▶ WHAT IS REQUIRED
Please quote the rows below word for word, starting at the line that contains "Batch job #47 — class: smile." and ending at the line that contains "219;194;292;228", with both of those lines included. Leave out every other line.

▶ RECORD EXCERPTS
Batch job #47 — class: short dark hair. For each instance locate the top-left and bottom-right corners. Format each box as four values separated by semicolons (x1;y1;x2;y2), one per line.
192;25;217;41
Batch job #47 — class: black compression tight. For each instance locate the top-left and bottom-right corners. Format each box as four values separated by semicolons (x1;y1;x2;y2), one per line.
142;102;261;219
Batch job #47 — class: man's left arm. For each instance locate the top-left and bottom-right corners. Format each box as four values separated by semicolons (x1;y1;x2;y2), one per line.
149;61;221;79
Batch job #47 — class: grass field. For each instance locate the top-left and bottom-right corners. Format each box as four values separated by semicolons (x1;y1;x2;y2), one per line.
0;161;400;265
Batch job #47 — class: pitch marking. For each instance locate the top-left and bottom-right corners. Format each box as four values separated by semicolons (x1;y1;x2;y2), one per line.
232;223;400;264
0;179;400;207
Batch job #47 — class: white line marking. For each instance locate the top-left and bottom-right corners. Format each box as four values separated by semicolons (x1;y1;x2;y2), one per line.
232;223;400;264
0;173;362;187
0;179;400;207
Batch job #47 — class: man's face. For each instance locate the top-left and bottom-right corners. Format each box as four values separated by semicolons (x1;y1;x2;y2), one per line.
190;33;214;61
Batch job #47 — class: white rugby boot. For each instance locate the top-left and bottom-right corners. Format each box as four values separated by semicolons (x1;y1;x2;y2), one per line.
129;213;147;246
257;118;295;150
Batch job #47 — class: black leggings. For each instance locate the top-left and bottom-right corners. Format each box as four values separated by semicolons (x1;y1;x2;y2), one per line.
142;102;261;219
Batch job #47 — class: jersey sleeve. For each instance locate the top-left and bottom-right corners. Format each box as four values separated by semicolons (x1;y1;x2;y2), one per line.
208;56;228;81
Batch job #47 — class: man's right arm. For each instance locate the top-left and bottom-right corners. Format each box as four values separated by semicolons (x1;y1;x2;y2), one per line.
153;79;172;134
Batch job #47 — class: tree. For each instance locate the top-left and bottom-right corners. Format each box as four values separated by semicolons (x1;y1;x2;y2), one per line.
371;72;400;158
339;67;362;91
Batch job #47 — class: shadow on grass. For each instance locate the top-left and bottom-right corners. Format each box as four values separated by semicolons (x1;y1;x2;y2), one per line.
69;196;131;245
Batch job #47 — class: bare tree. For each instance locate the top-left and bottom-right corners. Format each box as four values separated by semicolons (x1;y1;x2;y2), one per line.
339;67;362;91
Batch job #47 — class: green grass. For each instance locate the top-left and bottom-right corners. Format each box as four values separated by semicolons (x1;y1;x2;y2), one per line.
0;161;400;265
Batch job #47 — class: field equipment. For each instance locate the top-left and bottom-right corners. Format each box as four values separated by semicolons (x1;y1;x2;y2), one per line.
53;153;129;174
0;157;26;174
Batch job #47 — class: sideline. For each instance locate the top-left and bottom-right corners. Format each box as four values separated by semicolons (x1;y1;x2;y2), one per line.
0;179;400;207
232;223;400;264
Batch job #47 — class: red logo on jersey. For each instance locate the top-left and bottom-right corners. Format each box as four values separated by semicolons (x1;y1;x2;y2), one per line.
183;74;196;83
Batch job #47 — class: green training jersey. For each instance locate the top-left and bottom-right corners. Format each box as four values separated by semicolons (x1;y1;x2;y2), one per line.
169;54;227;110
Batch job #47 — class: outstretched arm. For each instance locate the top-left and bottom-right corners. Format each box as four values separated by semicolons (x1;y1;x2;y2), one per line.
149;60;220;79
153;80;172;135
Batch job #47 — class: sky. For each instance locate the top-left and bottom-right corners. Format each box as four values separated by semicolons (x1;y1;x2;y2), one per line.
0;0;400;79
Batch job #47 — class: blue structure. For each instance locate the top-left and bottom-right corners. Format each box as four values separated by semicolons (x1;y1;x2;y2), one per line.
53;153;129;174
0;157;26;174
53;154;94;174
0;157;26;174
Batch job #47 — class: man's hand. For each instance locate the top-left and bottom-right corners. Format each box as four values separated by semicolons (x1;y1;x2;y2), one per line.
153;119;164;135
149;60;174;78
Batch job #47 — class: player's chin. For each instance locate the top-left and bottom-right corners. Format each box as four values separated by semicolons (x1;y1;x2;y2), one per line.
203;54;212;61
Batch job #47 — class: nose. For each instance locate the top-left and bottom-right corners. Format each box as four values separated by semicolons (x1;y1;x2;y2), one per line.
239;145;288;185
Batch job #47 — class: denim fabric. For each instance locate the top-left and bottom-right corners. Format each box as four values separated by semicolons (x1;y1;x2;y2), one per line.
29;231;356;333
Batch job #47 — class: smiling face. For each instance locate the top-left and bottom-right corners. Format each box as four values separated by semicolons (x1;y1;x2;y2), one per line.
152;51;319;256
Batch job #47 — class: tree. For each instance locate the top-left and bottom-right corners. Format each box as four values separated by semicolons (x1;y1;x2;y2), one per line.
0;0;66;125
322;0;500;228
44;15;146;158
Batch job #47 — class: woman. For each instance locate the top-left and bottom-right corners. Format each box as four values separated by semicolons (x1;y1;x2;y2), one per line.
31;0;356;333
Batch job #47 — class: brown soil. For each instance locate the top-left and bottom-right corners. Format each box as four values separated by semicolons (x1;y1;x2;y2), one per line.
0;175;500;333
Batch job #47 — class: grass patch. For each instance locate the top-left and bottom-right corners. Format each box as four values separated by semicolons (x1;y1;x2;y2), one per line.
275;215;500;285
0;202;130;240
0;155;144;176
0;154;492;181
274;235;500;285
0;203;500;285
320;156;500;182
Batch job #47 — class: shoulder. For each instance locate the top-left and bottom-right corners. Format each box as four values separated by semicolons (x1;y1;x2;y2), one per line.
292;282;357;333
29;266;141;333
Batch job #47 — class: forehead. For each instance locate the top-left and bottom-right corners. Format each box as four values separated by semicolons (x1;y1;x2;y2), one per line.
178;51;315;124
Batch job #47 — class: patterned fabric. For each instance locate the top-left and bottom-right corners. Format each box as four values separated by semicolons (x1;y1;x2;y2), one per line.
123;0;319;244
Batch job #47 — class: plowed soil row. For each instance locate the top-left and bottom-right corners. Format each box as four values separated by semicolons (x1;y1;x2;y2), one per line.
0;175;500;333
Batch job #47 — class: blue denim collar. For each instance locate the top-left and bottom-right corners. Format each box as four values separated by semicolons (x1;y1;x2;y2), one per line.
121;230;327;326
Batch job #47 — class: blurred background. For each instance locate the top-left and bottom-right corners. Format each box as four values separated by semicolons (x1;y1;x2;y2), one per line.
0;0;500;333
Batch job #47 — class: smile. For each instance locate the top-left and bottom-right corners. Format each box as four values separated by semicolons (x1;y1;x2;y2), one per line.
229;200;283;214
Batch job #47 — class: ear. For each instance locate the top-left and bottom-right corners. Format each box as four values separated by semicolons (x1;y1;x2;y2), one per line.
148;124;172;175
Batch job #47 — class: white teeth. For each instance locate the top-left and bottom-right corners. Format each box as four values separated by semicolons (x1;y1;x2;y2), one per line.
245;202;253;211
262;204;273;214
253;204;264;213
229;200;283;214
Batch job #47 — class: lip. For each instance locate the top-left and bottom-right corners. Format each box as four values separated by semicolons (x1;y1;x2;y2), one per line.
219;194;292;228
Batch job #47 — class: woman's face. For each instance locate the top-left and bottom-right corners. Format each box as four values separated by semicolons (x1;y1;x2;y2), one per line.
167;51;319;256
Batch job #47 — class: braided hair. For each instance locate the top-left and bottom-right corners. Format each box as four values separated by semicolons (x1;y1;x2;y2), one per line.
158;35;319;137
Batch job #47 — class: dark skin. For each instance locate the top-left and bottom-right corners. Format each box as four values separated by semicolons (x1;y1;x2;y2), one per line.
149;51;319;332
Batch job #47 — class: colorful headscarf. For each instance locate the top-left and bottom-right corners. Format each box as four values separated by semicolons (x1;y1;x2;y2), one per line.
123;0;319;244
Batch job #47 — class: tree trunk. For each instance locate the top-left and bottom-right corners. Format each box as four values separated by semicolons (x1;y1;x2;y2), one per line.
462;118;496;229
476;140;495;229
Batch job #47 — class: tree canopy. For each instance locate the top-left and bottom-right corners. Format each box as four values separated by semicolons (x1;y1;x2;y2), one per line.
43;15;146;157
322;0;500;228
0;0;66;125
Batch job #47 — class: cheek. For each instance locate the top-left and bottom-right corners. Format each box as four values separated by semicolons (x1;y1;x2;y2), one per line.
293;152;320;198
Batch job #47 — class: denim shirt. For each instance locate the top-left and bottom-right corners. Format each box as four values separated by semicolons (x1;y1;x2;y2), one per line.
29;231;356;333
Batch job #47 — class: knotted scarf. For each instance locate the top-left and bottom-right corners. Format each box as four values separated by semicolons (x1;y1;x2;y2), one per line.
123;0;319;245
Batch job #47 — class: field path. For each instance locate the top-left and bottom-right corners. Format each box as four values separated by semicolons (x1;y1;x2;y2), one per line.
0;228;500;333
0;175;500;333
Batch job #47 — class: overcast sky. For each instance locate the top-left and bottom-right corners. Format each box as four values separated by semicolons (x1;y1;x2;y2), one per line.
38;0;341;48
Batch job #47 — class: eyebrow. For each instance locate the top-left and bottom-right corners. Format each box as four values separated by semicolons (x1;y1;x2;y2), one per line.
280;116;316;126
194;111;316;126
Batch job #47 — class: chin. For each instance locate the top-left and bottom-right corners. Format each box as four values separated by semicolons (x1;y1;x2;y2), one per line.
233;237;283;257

▶ SOLUTION TO THIS EXERCISE
Batch job #47 — class: smile. For each instance locate the top-left and bottom-right corners. Format each box as four values separated by semicolons (x1;y1;x2;y2), one per line.
229;200;283;214
Batch job #47 — class: ear. For each instance locate the top-left and bottom-right corners. Format each box as four values separated by semicolons (x1;y1;x2;y2), one per line.
148;124;172;175
Batch job #47 — class: white teeth. For each instance locate the top-left and bottom-right corners. Format each box as four values separated by semicolons (x1;y1;x2;y2), one per line.
245;202;253;211
262;204;273;214
253;204;264;213
229;200;283;214
Batch job #47 — class: lip. For each instance locate the top-left and bottom-right corners. Format each box as four values separated by semicolons (x1;y1;x2;y2), one per line.
219;194;292;228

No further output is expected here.